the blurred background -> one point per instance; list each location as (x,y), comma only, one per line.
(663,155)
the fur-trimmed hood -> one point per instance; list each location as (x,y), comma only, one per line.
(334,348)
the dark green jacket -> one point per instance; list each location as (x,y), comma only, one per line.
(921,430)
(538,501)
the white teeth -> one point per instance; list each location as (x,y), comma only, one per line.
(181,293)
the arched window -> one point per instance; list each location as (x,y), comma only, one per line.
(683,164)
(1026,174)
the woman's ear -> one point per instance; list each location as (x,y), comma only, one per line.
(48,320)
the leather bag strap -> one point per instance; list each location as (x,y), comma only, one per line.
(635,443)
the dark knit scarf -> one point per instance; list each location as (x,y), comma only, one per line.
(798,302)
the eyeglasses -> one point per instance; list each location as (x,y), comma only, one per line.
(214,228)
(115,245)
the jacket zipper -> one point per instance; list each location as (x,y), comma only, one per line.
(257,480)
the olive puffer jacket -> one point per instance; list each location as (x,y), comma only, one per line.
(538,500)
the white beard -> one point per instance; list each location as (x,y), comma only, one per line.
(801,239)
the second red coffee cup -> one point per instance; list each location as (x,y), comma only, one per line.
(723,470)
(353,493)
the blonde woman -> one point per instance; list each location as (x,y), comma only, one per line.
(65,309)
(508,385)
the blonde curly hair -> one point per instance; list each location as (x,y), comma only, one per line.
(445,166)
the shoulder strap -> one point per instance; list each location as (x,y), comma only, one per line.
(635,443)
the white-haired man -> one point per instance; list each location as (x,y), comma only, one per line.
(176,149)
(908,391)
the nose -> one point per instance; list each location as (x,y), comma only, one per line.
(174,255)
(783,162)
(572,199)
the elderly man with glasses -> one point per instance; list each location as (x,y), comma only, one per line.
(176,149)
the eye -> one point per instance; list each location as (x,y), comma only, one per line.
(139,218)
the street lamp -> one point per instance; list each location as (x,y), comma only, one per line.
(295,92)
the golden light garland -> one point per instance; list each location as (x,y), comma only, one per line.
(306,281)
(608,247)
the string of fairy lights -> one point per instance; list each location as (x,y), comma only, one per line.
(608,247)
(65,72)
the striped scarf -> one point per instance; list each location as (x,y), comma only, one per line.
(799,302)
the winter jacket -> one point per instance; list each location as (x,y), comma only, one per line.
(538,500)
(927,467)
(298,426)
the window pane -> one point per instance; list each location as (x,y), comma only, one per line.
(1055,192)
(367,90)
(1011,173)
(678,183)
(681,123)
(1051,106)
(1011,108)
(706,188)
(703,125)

The request:
Render every line of the records above as a Markdown table with the columns Row and Line. Number the rows and leave out blank lines.

Written answer:
| Row | Line |
|---|---|
| 1 | the blurred background -> one point per instance; list each location as (x,y), comma only, one per line. |
| 2 | (663,155) |
| 3 | the fur-trimmed hood -> one point per instance; list each location as (x,y), comma only, one per line. |
| 4 | (334,348) |
| 5 | the dark green jacket -> one point per instance; list each location as (x,y), comma only, one per line. |
| 6 | (921,430) |
| 7 | (538,501) |
| 8 | the white teeth -> one point per instance; list each location as (x,y), comma only, one per line. |
| 9 | (181,293) |
| 10 | the arched window -> one point per instance; list each location as (x,y), comma only, one per line. |
| 11 | (683,164) |
| 12 | (1026,174) |
| 13 | the woman's ear -> one point per instance; list each location as (x,y), comma only, one per line. |
| 14 | (48,320) |
| 15 | the leather bag strap -> one point per instance; list each location as (x,y), comma only, one per line. |
| 16 | (635,443) |
| 17 | the dark knit scarf -> one point per instance; list each location as (x,y), comma only, one per line. |
| 18 | (798,302) |
| 19 | the eyeglasses -> one point per instance; list each location as (x,y), comma only, one per line. |
| 20 | (214,228) |
| 21 | (115,245) |
| 22 | the jacket zipper -> one point per instance; list each location as (x,y), comma only, one per line. |
| 23 | (257,480) |
| 24 | the olive puffer jacket -> one point per instance; list each location as (x,y), comma only, one per line. |
| 25 | (538,500) |
| 26 | the white beard -> one point per instance; list each location as (x,y), comma only, one per line. |
| 27 | (801,239) |
| 28 | the second red coffee cup -> one point per instance; list each location as (x,y), comma only, one per line. |
| 29 | (723,470) |
| 30 | (353,493) |
| 31 | the blonde woman -> one point per instance; list each location as (x,y), comma only, one per line. |
| 32 | (65,309) |
| 33 | (508,385) |
| 34 | the blonde curly hair -> one point per instance; list each location as (x,y), comma only, one per line. |
| 35 | (445,166) |
| 36 | the shoulder strap -> one point per instance; list each location as (x,y), comma only, one per line. |
| 37 | (635,443) |
| 38 | the white-haired man -> one point per instance; list each location as (x,y), comma only, one per line. |
| 39 | (176,149) |
| 40 | (908,391) |
| 41 | the nose -> one point per instance; list each location as (x,y), comma only, one per line. |
| 42 | (174,255) |
| 43 | (783,162) |
| 44 | (572,199) |
| 45 | the elderly man with glasses -> one point per instance; list each location as (x,y), comma only, one per line. |
| 46 | (176,149) |
| 47 | the eye -> one point per instance; list each location as (x,y), comma only, one per line. |
| 48 | (139,218) |
| 49 | the street lamp -> one point per instance; list each location as (x,y), comma only, one per line. |
| 50 | (295,92) |
| 51 | the golden light garland -> one point per instance; list each location as (x,y), comma only, one per line. |
| 52 | (306,281) |
| 53 | (608,247) |
| 54 | the string of fairy lights -> one point per instance; list each location as (x,y), comma only, one per line. |
| 55 | (608,247) |
| 56 | (65,72) |
| 57 | the striped scarf -> one point per instance; list each location as (x,y), comma only, one per line. |
| 58 | (799,302) |
| 59 | the winter jacket -> one point per instance; list each location as (x,y), comma only, one per line. |
| 60 | (538,500) |
| 61 | (927,467) |
| 62 | (298,426) |
| 63 | the window pane -> one point per instance; list each location as (x,y), comma only, one per line. |
| 64 | (1055,192) |
| 65 | (367,90) |
| 66 | (1011,173) |
| 67 | (678,183) |
| 68 | (681,123) |
| 69 | (1051,106) |
| 70 | (1011,108) |
| 71 | (706,188) |
| 72 | (703,125) |